To-do list
1) From the sermon, output verbatim the span starting with "Those who are taken" and going on through "the midst thereof.".
2) According to the sermon, which people are taken captive and marched to Babylon?

Sermons
Welfare of the City

“Welfare of the City” based on Psalm 66:1-12 and Jeremiah 29:1, 4-7
Jeremiah is the prophet of doom. His ministry was in the time immediately before the exile and he spends a whole lot of time telling people that unless they turn things around TERRIBLE things are going to happen. And then they do.
Jerusalem is besieged. Jerusalem falls. The temple is destroyed. There are mass casualties. There is extensive looting. The walls and gates are destroyed. The wealthy, the literate, the educated, and the powerful are taken captive and marched to Babylon and those who are left behind have nothing except tears and hunger.
Those who are taken to Babylon say:
By the rivers of Babylon, there we sat down, yea, we wept, when we remembered Zion.
We hanged our harps upon the willows in the midst thereof.
For there they that carried us away captive required of us a song; and they that wasted us required of us mirth, saying, Sing us one of the songs of Zion.
How shall we sing the Lord’s song in a strange land? (Psalm 137:1-4)
But the prophet Jeremiah is not done being a prophet. His work didn’t end with destruction and despair. He writes to the captives in Babylon and tells them what he hears God saying to them. And I believe that what he wrote is not what anyone expected to hear:
Build houses and live in them; plant gardens and eat what they produce. Take wives and have sons and daughters; take wives for your sons, and give your daughters in marriage, that they may bear sons and daughters; multiply there, and do not decrease. But seek the welfare of the city where I have sent you into exile, and pray to the LORD on its behalf, for in its welfare you will find your welfare. (Jeremiah 29:5-7)

Records

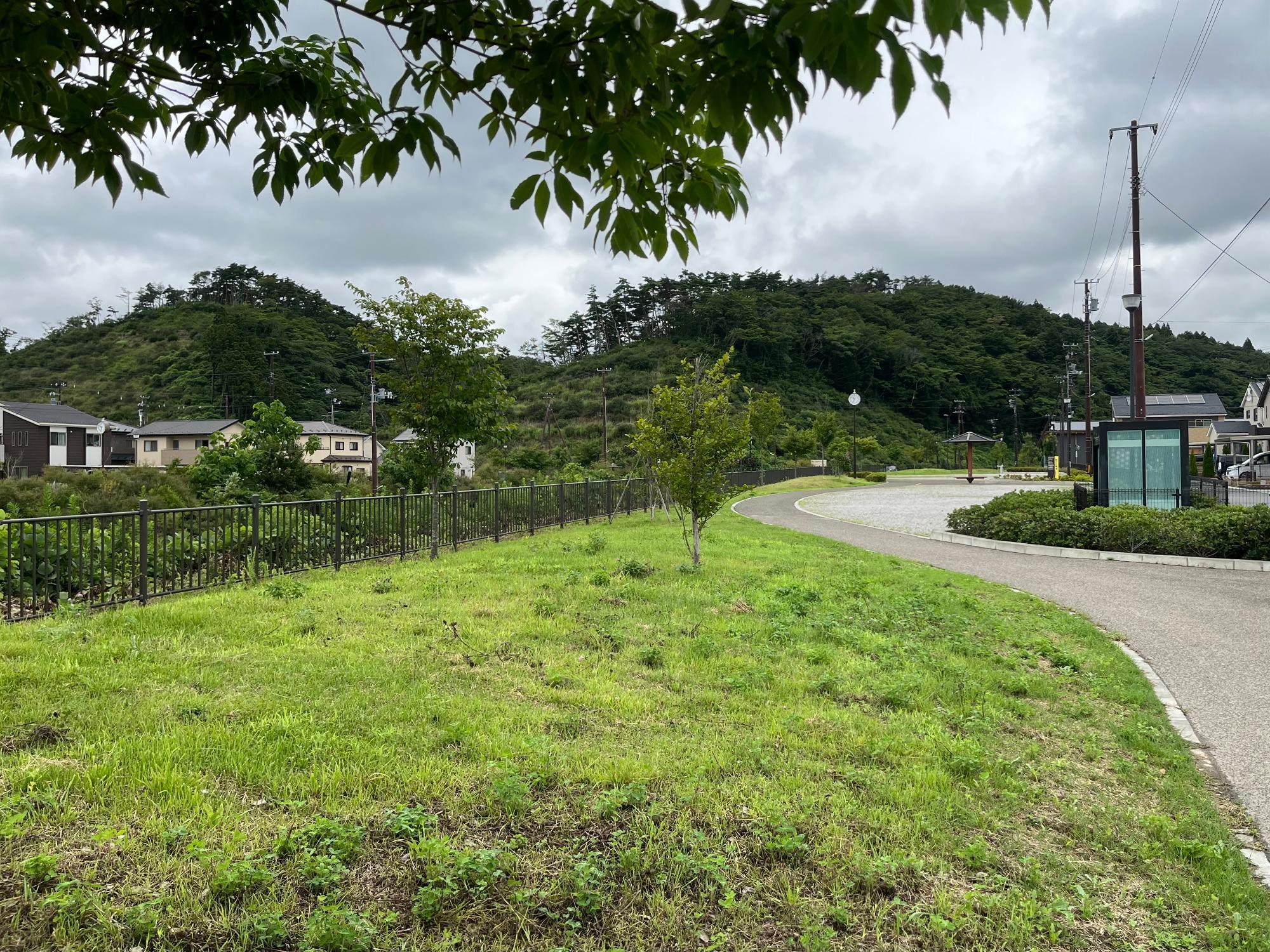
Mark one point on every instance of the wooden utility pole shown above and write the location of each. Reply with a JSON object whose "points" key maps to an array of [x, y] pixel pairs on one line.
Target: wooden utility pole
{"points": [[1090, 307], [271, 355], [604, 407], [1137, 354]]}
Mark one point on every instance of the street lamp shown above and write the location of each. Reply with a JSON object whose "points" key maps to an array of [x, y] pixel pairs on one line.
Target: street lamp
{"points": [[855, 430]]}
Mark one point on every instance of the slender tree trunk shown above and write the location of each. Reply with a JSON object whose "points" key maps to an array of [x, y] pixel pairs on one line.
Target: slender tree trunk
{"points": [[436, 517]]}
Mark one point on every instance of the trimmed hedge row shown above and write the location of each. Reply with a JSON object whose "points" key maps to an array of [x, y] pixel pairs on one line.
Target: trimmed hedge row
{"points": [[1050, 519]]}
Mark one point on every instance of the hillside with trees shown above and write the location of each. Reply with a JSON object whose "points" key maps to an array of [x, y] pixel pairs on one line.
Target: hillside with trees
{"points": [[910, 347]]}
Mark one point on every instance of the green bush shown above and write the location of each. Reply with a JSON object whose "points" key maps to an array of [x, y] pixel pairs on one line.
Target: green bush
{"points": [[1050, 519]]}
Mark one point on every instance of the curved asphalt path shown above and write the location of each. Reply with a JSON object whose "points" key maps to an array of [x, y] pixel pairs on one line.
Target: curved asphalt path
{"points": [[1206, 631]]}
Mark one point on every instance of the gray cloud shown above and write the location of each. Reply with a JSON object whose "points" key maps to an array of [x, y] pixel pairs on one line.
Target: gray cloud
{"points": [[1000, 196]]}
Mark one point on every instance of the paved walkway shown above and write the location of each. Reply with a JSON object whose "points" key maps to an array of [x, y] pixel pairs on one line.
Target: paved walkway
{"points": [[1203, 630]]}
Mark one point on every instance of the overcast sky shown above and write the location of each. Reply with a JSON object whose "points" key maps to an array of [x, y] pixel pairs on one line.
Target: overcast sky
{"points": [[1000, 196]]}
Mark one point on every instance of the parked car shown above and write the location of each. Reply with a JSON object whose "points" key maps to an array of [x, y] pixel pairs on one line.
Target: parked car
{"points": [[1255, 469]]}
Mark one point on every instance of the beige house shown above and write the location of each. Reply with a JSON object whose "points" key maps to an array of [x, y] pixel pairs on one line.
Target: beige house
{"points": [[340, 449], [465, 454], [180, 441]]}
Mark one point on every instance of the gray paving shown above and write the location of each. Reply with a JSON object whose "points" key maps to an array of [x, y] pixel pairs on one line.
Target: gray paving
{"points": [[1205, 631], [920, 507]]}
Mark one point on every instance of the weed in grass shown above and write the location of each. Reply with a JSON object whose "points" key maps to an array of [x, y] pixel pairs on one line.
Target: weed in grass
{"points": [[410, 823], [266, 932], [236, 879], [40, 870], [143, 921], [629, 797], [284, 587], [633, 568], [783, 841], [510, 795], [337, 929], [652, 657]]}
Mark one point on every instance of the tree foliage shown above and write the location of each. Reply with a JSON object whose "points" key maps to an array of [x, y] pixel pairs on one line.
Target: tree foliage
{"points": [[692, 439], [267, 459], [441, 366], [631, 101]]}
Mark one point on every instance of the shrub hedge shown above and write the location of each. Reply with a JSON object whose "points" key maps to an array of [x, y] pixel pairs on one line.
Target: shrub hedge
{"points": [[1050, 519]]}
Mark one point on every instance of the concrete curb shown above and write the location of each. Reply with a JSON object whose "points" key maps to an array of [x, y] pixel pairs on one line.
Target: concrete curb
{"points": [[1060, 553], [1257, 856]]}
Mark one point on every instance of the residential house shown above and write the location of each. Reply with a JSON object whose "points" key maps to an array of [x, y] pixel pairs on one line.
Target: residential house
{"points": [[344, 450], [465, 455], [166, 442], [1201, 412], [36, 436], [1070, 439]]}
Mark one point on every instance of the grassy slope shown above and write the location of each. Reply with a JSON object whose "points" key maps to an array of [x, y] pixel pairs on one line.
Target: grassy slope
{"points": [[839, 751]]}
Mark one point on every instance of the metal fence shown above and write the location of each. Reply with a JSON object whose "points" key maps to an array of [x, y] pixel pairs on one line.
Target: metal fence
{"points": [[1088, 496], [109, 559], [1230, 493]]}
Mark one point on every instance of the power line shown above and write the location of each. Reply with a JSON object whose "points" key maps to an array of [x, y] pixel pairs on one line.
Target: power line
{"points": [[1156, 70], [1206, 31], [1205, 237], [1217, 260]]}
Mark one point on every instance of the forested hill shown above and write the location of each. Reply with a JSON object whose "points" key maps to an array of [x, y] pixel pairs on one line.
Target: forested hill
{"points": [[911, 347]]}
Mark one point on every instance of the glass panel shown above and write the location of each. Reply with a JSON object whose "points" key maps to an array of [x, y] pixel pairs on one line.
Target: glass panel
{"points": [[1164, 469], [1125, 468]]}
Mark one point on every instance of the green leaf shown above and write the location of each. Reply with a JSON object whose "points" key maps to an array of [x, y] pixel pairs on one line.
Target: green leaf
{"points": [[524, 191], [543, 201]]}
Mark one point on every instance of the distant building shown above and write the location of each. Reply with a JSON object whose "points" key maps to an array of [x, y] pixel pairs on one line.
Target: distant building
{"points": [[166, 442], [342, 450], [465, 455], [1201, 412], [37, 436]]}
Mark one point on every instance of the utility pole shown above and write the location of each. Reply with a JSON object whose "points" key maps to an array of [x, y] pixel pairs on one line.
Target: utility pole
{"points": [[604, 406], [271, 355], [1014, 406], [1137, 351], [1092, 304]]}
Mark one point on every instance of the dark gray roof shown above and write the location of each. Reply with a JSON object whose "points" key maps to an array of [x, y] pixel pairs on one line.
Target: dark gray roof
{"points": [[184, 428], [970, 437], [1173, 406], [317, 427], [50, 414]]}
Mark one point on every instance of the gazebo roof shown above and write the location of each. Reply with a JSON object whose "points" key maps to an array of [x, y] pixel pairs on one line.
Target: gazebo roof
{"points": [[970, 437]]}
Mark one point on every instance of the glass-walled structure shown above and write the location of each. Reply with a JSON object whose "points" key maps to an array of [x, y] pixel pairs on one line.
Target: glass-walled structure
{"points": [[1142, 463]]}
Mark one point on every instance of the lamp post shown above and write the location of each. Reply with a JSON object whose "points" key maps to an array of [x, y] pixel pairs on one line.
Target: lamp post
{"points": [[1137, 356], [855, 430]]}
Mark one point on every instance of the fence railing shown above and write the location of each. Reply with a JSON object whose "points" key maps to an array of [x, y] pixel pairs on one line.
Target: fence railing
{"points": [[109, 559], [1088, 496]]}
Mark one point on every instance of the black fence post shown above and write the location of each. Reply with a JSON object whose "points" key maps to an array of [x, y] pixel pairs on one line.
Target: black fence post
{"points": [[256, 536], [144, 555], [340, 529], [402, 513]]}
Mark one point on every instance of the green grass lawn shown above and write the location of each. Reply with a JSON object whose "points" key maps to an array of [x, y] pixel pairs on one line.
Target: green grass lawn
{"points": [[573, 742]]}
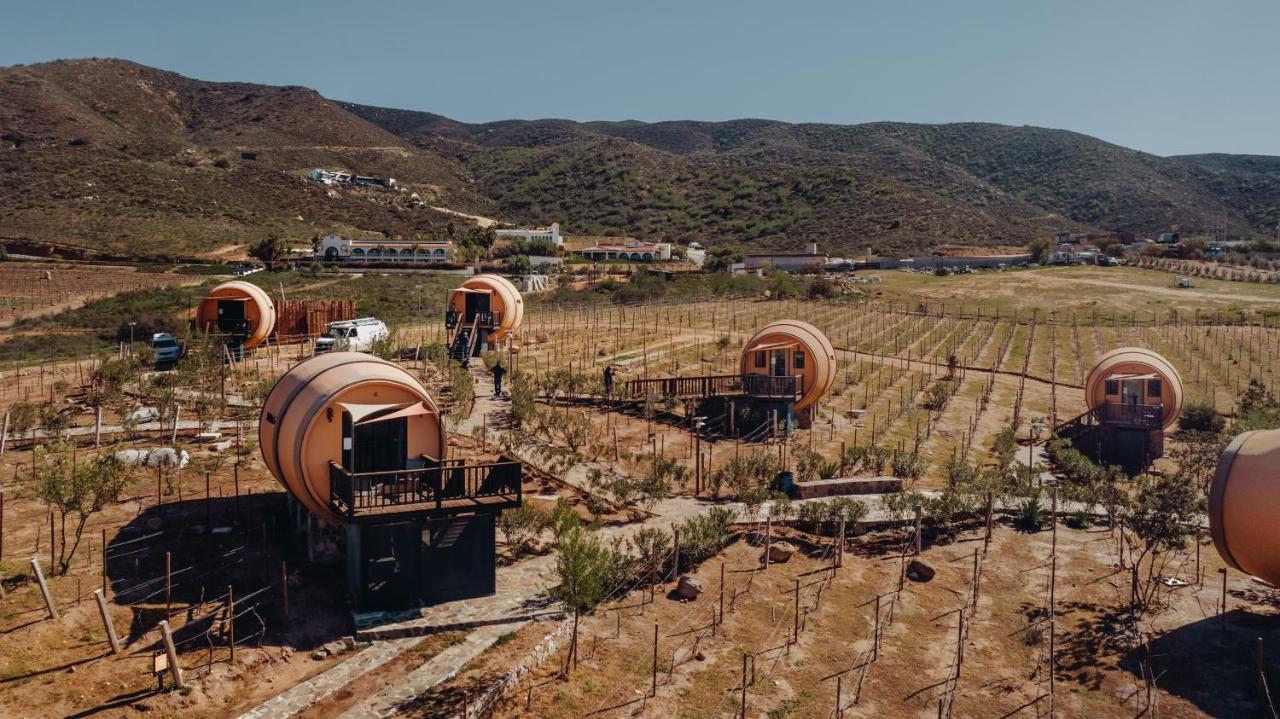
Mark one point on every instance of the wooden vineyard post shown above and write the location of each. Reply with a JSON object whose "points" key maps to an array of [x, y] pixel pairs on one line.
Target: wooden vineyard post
{"points": [[795, 628], [284, 590], [1052, 628], [986, 537], [106, 622], [768, 532], [168, 585], [840, 711], [231, 622], [840, 546], [1223, 613], [722, 595], [44, 589], [172, 653], [918, 511], [675, 554], [876, 637], [653, 679]]}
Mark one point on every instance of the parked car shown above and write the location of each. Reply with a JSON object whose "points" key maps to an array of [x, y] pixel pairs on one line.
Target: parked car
{"points": [[168, 351], [352, 335]]}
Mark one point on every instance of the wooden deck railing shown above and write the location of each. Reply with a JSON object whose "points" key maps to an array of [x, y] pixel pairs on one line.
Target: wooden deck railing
{"points": [[714, 385], [447, 486]]}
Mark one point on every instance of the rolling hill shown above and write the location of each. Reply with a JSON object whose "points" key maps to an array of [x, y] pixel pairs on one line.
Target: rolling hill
{"points": [[115, 155]]}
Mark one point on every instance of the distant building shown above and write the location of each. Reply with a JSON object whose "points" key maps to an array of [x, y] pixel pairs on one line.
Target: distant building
{"points": [[809, 261], [627, 250], [535, 234], [337, 248], [330, 177]]}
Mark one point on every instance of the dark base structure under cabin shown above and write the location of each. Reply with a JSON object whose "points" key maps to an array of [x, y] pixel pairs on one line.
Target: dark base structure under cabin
{"points": [[361, 448]]}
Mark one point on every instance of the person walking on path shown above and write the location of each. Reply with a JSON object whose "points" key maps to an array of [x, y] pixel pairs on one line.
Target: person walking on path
{"points": [[498, 371]]}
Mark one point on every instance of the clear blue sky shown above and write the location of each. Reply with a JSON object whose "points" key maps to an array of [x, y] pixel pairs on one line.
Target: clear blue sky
{"points": [[1168, 76]]}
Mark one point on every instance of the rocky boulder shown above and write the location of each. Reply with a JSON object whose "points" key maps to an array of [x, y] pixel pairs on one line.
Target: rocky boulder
{"points": [[780, 552], [688, 589], [919, 571]]}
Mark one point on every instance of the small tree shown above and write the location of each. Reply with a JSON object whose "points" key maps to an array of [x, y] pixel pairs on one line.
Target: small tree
{"points": [[653, 550], [580, 567], [23, 417], [270, 250], [520, 526], [1164, 518], [77, 491], [1041, 250]]}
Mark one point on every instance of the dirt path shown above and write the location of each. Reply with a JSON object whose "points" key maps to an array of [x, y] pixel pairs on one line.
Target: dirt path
{"points": [[1161, 291], [478, 219]]}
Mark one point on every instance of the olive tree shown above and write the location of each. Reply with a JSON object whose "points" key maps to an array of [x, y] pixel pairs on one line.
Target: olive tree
{"points": [[76, 491]]}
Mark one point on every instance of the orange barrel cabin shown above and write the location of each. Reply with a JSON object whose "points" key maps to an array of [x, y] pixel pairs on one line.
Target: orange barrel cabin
{"points": [[1244, 504], [1133, 397], [240, 311], [483, 314], [795, 357], [360, 444]]}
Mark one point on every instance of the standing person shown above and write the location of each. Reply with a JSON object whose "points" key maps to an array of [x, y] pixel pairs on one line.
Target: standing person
{"points": [[498, 371]]}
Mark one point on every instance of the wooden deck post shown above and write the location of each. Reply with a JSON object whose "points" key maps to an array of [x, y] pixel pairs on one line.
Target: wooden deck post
{"points": [[172, 653], [44, 589], [106, 622]]}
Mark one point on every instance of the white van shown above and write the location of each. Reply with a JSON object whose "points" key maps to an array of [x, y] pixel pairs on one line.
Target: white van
{"points": [[352, 335]]}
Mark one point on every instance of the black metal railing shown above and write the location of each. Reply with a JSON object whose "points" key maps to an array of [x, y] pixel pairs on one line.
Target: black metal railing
{"points": [[444, 486], [1112, 413], [487, 319], [233, 326], [1144, 416], [714, 385]]}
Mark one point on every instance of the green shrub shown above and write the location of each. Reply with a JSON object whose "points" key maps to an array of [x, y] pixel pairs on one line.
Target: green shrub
{"points": [[1031, 516]]}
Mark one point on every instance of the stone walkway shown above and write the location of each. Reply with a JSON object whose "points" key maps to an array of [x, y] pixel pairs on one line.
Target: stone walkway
{"points": [[440, 668], [300, 697]]}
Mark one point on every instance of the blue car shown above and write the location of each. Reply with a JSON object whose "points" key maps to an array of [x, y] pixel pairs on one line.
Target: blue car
{"points": [[167, 348]]}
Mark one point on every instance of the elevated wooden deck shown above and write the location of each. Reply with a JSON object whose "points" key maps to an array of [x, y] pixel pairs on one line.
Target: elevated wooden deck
{"points": [[786, 388], [439, 490]]}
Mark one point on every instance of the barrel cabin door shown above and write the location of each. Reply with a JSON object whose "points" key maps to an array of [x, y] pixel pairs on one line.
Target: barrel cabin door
{"points": [[457, 558], [231, 323], [476, 303], [1132, 392], [375, 447], [778, 363]]}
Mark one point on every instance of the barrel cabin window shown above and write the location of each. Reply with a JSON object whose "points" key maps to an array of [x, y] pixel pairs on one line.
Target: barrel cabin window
{"points": [[1133, 397]]}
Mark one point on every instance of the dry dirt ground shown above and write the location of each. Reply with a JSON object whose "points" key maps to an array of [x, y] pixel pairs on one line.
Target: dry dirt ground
{"points": [[35, 289], [1203, 667]]}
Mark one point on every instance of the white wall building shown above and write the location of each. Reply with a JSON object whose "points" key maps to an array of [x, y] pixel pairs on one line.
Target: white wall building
{"points": [[629, 250], [337, 248], [534, 234]]}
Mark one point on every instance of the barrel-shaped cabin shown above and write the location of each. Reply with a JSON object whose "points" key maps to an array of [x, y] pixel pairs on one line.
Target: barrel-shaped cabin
{"points": [[1136, 387], [481, 314], [784, 371], [240, 311], [794, 356], [361, 445], [1244, 504], [1133, 397]]}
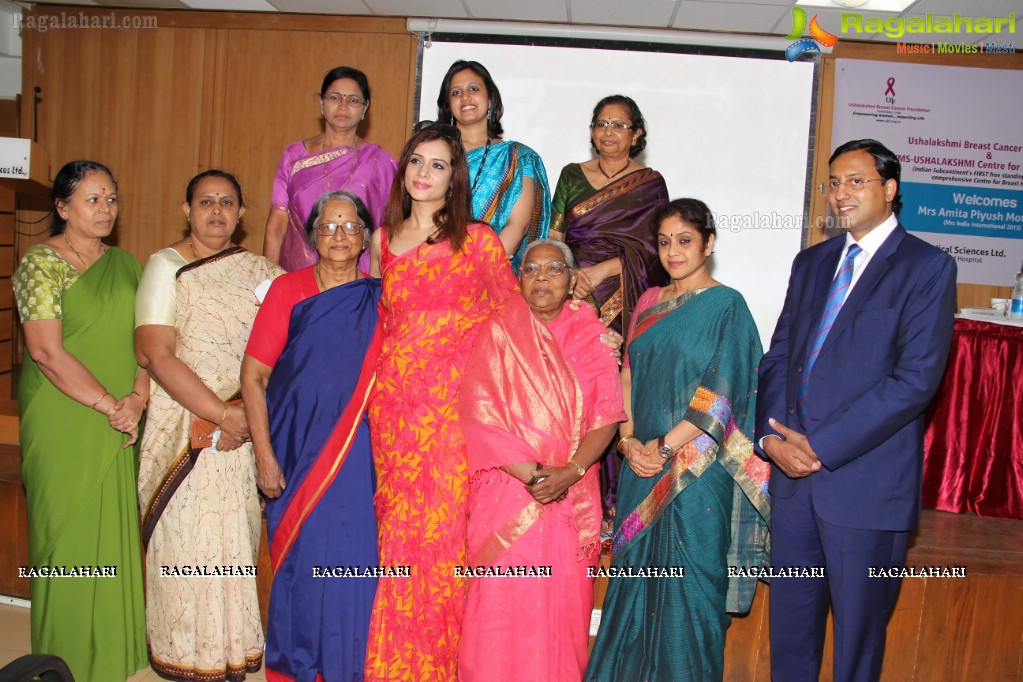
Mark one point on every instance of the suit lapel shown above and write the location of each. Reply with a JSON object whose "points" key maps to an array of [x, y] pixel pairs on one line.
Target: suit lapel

Worked answers
1)
Those who are taken to Babylon say:
By the rivers of Babylon, there we sat down, yea, we wept, when we remembered Zion.
We hanged our harps upon the willows in the midst thereof.

2) The wealthy, the literate, the educated, and the powerful.